Provided text:
* begin *

Did your office, back in 2012, ask to be provided with a copy of Ruth Harley’s submission?

If not, why not?

Will you, in June 2016, request of Screen Australia that your office be provided with a copy of Ruth Harley’s submission?

If not, why not?

If no-one within the office of the Ombudsman has read Ruth Harley’s submission to Mr Govey, how can you know if it is factually correct or a compilation of baseless allegations?

Can you not see, Kent, that common sense and natural justice demand that a person accused of a serious offence is entitled to be provided with evidence of his or her guilt; that this evidence must be tested either in court or by some independent party that has no no vested interest in the outcome of its investigations?

In my case I have neither been provided with evidence nor an opportunity to have this evidence tested by an impartial independent body such as the Office of the Ombudsman. This is wrong and your office, by refusing to take the most important evidence into account, relying only on Ruth Harley’s untested allegations, has effectively given Screen Australia, for four years now, its seal of approval; made it possible, in April 2016, for Graeme Mason to place the following statement on file.

“Your substantive complaints about Screen Australia’s decision not to fund your production Chanti’s World have been exhaustively addressed, including by external review and investigation by the Commonwealth Ombudsman.”
This is a lie. Graeme Mason knows it to be a lie. He has placed it on file as though it were an accepted fact. It joins a growing list of lies about myself that have been placed on file at Screen Australia and which will become accepted wisdom, the agreed upon ‘facts’, if I cease to advocate on my own behalf.

I will not cease advocating my right to be appraised of the evidence against me.

I will ask again, Kent: As a result of the Ombudsman’s 2012  ‘investigation’ did the investigating officer come upon any evidence of my guilt? If so, why do you not simply outline it; provide me with a few examples? Or will your office fall back on its standard ‘Get Out Of Jail Free’ card:

“You have also been specifically informed that, given your insistent correspondence on this matter, this office may choose to file but not respond to further correspondence on this topic.”

This is the same response as I received from Screen Australia when, in my ‘insistent correspondence’ I requested evidence of the initial lies that set this dispute in motion. It could be paraphrased thus:

“As a result of your insistent correspondence on this matter, your repeated demands for evidence of your guilt, Screen Australia staff feel intimidated, harassed and that they have been placed at risk. As a result we have decided to ban you again. If you will simply stop asking for this evidence we might just stop banning you!”

By acting as though the original reason for the ban is no longer of any relevance your office is aiding and abetting Screen Australia in its determination to keep the evidence against me secret.

* end *

Directions:
- a) In the Screen Australia complaint, recast the paragraph beginning "In my case I have neither been provided" as a short bulleted list that keeps its main facts.
- b) Write a continuation of the Screen Australia complaint, picking up after its final sentence.
The data that comes next is from a separate source.

Stored records:
* begin *

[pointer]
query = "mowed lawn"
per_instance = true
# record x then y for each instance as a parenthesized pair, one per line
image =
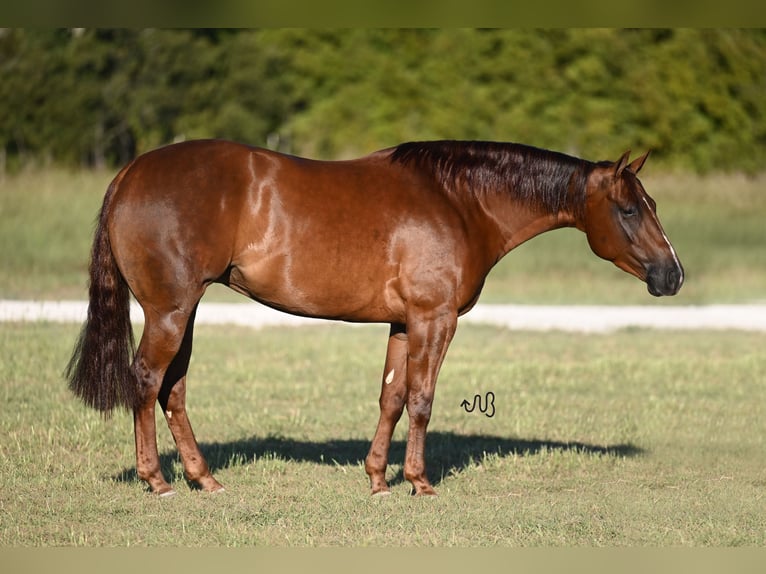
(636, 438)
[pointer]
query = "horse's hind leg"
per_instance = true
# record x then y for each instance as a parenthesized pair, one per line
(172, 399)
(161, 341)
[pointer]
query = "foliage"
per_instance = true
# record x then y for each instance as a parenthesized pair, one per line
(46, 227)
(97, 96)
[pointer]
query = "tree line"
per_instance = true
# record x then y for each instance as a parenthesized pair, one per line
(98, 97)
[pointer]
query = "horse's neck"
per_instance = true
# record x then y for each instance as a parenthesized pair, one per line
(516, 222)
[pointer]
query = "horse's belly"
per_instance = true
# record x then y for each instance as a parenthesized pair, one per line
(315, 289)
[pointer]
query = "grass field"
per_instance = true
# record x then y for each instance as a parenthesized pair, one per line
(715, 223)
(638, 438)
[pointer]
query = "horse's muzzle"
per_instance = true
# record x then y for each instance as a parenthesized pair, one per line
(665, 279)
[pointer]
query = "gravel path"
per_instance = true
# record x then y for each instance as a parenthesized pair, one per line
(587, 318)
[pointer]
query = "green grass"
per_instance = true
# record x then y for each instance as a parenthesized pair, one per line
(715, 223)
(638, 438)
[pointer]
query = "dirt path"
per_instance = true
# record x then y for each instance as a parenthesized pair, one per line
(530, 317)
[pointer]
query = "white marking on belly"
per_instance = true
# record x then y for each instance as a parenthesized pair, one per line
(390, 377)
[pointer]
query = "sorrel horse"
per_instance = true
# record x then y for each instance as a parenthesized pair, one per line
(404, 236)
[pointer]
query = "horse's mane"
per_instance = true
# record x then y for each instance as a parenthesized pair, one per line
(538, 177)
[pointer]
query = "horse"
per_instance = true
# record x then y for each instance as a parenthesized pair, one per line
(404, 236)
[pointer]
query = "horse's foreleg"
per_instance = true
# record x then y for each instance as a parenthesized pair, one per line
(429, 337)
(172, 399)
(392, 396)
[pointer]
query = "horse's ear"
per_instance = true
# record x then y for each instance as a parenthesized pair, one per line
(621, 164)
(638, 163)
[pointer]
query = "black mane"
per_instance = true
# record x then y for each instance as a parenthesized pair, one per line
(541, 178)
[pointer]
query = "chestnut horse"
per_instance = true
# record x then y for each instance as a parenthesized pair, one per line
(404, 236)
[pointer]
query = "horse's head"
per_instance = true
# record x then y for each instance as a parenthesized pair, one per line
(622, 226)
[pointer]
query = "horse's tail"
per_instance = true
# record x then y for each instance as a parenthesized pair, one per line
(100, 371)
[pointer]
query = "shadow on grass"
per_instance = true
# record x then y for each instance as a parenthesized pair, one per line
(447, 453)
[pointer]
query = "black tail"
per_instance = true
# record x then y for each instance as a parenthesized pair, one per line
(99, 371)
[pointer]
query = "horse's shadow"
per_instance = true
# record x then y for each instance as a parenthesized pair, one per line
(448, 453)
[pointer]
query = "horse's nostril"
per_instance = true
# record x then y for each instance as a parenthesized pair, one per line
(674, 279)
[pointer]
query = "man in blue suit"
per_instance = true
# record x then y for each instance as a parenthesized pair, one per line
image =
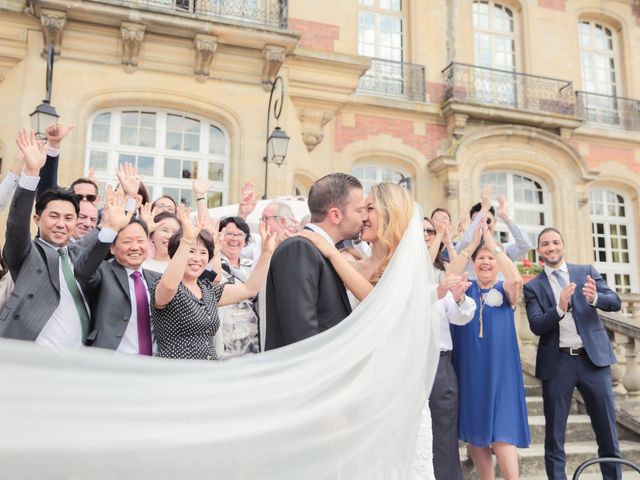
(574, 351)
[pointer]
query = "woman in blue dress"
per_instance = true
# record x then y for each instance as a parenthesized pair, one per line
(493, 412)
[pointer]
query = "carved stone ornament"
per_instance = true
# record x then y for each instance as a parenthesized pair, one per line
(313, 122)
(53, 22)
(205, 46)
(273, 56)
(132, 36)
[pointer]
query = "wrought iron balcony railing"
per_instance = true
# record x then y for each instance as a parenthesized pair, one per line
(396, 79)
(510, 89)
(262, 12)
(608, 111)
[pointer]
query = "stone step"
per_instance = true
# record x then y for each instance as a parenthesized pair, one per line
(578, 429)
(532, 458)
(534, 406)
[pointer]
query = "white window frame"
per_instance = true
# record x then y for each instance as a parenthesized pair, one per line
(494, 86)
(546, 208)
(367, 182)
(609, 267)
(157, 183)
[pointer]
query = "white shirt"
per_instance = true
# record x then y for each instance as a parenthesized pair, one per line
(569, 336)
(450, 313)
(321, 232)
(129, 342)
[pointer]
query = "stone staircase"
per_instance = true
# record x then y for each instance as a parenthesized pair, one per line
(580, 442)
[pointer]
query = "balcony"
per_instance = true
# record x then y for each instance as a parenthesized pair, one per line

* end *
* begin *

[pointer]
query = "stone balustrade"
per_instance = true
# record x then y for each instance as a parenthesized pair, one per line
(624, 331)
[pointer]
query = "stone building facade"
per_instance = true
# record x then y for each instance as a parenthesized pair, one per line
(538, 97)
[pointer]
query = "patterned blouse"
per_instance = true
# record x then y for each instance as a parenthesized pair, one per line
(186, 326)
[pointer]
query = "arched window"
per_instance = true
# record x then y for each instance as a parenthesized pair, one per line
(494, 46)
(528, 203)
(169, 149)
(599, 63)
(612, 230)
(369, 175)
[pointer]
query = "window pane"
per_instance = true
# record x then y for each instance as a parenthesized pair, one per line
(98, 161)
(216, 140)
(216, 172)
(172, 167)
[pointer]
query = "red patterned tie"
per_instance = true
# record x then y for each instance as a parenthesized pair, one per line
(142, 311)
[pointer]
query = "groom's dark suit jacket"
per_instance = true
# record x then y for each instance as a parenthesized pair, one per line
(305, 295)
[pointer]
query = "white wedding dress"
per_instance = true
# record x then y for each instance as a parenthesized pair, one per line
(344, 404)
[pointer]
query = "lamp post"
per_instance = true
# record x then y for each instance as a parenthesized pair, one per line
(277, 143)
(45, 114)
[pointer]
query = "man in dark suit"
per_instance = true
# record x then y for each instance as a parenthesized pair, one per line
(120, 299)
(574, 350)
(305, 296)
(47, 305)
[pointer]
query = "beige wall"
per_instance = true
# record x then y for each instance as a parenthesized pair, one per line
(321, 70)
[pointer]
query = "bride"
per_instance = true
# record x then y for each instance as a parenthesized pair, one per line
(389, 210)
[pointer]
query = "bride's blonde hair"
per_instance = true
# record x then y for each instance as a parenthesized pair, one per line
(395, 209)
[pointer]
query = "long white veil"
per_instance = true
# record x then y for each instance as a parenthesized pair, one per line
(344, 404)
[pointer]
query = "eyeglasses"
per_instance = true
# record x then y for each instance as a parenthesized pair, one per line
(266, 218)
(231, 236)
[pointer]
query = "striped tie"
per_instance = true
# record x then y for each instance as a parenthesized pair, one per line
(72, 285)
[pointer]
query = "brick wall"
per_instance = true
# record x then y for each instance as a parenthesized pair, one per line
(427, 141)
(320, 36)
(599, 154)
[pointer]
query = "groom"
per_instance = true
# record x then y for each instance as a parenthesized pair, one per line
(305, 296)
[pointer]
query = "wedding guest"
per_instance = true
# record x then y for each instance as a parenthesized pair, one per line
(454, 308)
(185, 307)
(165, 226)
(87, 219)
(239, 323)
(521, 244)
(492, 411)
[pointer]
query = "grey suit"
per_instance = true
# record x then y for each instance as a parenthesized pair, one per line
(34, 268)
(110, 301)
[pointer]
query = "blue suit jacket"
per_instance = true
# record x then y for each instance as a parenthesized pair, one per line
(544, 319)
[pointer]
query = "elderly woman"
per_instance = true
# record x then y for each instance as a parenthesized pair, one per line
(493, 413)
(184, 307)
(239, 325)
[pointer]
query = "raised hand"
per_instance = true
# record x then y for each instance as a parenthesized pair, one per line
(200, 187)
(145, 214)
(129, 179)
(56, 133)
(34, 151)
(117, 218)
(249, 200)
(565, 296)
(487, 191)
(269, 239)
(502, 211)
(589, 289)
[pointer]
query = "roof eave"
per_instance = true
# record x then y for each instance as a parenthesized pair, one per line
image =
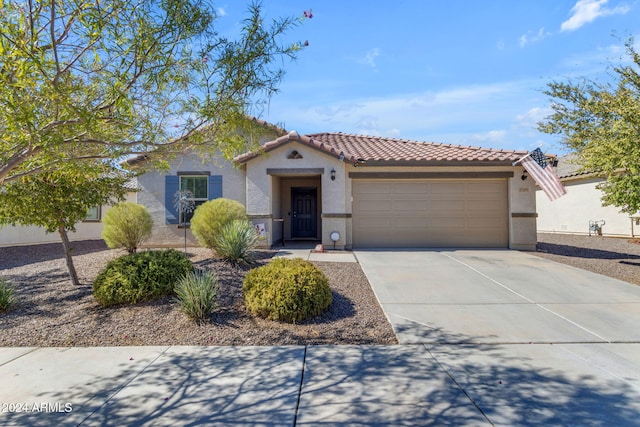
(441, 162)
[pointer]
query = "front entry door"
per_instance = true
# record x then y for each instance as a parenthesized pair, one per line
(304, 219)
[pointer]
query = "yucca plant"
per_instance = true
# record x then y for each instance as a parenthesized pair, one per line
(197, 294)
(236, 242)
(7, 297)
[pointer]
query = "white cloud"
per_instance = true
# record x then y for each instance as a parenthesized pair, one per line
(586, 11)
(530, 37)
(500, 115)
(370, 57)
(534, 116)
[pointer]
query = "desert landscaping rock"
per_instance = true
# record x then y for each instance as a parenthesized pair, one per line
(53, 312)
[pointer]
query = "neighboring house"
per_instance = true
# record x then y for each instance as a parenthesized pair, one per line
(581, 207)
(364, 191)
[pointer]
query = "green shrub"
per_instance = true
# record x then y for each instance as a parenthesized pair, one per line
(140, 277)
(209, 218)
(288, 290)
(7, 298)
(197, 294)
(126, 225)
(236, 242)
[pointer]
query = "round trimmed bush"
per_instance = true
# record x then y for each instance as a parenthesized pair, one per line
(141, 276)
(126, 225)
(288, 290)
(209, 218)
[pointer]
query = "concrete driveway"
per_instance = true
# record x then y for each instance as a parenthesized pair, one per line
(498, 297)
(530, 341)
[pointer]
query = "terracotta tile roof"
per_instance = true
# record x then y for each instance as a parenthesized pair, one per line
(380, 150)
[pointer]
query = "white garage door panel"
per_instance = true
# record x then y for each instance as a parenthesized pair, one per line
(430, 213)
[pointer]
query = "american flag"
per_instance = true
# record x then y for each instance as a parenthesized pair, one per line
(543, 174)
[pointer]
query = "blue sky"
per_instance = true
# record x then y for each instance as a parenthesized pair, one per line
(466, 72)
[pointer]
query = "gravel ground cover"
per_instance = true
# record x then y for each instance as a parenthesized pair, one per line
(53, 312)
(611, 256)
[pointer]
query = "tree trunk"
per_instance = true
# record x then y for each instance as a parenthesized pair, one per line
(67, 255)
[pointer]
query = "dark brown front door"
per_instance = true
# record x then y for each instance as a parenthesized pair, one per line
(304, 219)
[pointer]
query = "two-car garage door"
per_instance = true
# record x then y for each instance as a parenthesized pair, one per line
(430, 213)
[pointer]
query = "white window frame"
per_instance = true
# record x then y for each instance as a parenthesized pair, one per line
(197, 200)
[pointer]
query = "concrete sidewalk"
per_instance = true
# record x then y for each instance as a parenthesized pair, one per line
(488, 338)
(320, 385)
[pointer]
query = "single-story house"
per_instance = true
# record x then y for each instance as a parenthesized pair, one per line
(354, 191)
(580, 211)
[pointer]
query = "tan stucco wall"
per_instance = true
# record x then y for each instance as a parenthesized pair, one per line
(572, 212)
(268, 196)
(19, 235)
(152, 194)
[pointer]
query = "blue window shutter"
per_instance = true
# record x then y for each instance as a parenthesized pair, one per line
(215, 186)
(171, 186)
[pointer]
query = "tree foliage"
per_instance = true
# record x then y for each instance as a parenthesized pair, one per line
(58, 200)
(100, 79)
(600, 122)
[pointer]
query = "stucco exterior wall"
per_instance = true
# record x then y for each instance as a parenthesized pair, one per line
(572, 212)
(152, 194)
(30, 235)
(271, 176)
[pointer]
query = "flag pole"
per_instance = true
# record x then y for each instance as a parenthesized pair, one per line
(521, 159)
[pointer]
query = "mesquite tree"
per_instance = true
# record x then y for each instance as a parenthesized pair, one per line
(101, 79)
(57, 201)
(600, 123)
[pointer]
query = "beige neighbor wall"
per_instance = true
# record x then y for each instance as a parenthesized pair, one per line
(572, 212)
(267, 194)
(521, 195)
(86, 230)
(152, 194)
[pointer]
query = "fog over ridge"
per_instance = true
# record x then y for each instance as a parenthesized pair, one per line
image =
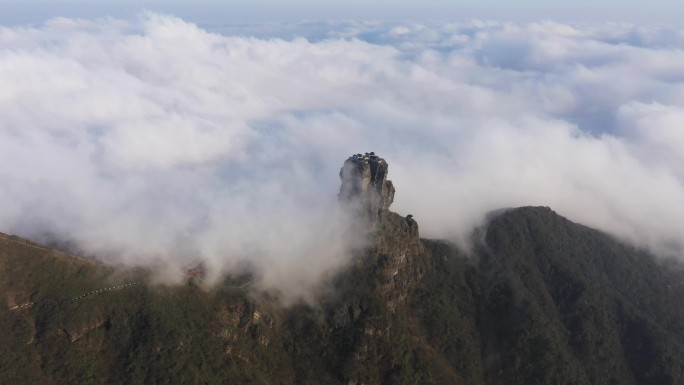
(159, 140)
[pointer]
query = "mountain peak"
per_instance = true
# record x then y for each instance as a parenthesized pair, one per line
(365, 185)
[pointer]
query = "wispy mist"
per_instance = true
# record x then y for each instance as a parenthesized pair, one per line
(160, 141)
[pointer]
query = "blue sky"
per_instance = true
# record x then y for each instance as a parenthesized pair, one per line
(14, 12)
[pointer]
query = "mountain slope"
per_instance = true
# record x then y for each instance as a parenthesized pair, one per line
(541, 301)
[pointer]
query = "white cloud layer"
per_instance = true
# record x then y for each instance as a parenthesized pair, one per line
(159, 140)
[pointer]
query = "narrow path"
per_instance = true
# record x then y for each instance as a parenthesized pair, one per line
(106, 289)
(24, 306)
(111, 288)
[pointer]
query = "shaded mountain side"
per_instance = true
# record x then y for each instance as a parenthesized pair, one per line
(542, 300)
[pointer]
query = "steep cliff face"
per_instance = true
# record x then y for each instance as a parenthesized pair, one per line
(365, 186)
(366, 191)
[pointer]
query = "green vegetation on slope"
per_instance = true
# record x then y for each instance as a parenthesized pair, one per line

* end *
* begin *

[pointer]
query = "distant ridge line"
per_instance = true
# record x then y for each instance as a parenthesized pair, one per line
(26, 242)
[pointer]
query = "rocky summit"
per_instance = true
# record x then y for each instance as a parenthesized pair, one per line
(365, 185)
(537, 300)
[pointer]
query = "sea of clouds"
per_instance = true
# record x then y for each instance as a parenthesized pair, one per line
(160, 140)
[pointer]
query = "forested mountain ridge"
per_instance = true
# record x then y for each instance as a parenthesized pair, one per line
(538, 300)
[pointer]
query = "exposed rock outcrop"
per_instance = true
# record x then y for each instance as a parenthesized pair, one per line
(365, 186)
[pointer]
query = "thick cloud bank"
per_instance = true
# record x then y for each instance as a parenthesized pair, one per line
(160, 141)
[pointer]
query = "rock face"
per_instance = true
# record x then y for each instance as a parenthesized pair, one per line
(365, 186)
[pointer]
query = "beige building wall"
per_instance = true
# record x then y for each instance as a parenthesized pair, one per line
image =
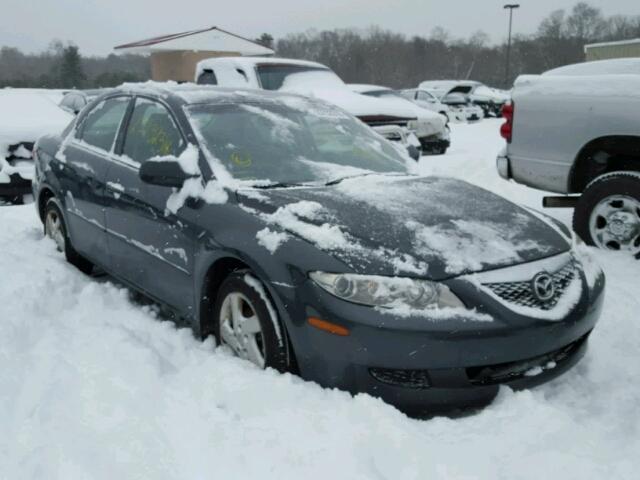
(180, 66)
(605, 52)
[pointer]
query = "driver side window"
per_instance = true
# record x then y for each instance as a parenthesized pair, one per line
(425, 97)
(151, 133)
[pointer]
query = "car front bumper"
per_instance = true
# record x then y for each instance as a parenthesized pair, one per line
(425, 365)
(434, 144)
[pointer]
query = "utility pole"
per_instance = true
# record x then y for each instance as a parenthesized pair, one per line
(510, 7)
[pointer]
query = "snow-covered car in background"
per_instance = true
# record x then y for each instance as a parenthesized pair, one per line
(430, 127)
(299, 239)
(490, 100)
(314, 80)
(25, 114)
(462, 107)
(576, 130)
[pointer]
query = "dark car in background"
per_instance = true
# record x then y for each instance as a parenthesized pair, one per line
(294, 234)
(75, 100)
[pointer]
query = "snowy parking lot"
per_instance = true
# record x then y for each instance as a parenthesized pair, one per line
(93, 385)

* end *

Outputs:
- a)
- The writer has been given neither evidence nor a chance to have that evidence tested by an impartial independent body such as the Office of the Ombudsman.
- The writer calls this wrong.
- By refusing to consider the most important evidence and relying only on Ruth Harley's untested allegations, the office has in effect given Screen Australia its seal of approval for four years.
- This made it possible for Graeme Mason, in April 2016, to place a statement on file.

- b)
It was Fiona Cameron’s initial lie (that Graeme Mason is repeating here) that I objected to and that I wished to have corrected. It was the efforts I went to, in my correspondence, to have the record set straight that led to Ruth Harley’s lie that I had intimidated, harassed and placed at risk members of Screen Australia’s staff with my correspondence. And now Screen Australia has banned me again for having spent the last two years advocating my right to be appraised of evidence in support of the ban on me. In the Orwellian world of Screen Australia advocacy is seen as harassment and thinly veiled threats are made that I may be sued for defamation.

Really, Kent!

Graeme Mason’s recently announced 2 year ban is his response to my agreeing to his own suggestion that I follow a particular procedure to acquire a copy of Ruth Harley’s submission to Mr Ian Govey! Mr Mason’s response could be paraphrased thus:

“Here is the correct procedure for you to follow and, oh, by the way, we have decided to ban you for another 2 years anyway – regardless of the outcome of pursuit of this correct procedure.”

Does the Ombudsman accept this as a fair and appropriate response from Graeme Mason to my request to be provided with a copy of Ruth Harley’s submission to Mr Govey? Will the office of the Ombudsman provide its seal of approval to each and every breach, on the part of Screen Australia, to my legal right to be appraised of the evidence against me and given an opportunity to present a defence?

Graeme Mason knows that there is no evidence to back up his April 2016 assertion that I complained about Screen Australia’s decision not to fund ‘Chanti’s World’. I made no such complaint. Mr Mason, as with Fiona Cameron before him, knows that he can place this lie on file secure in the knowledge that the Ombudsman’s office will not ask for any evidence of its veracity. He knows that you will say, “We have investigated this and do not intend to investigate it again,” knowing full well, that no evidence in support of the allegations made against me.

Given the lengths to which Screen Australia is going to keep Ruth Harley’s submission to the Australian Government Solicitor secret my guess is that its being made public would be Graeme Mason and the SA board’s worst nightmare.

We are now at a Groundhog Day moment; back precisely to where we were back in 2012.

Will you ask Mr Mason for evidence, in 2016, that I have defamed members of Screen Australia’s staff between 2014 and 2016? Will I be given an opportunity to respond to the evidence Mr Mason provides to you? Or will you, like your predecessors, use bureaucratic language to support Screen Australia’s right to ban me again and make it seem that an ‘investigation’ has taken place. If I am not to be appraised of the evidence against me in support of this latest ban, Kent, I would rather you did not conduct one and give the person sitting in Mr Mason’s seat in two years the opportunity to write:

“Your substantive complaints…have been exhaustively addressed, including by external review and investigation by the Commonwealth Ombudsman.”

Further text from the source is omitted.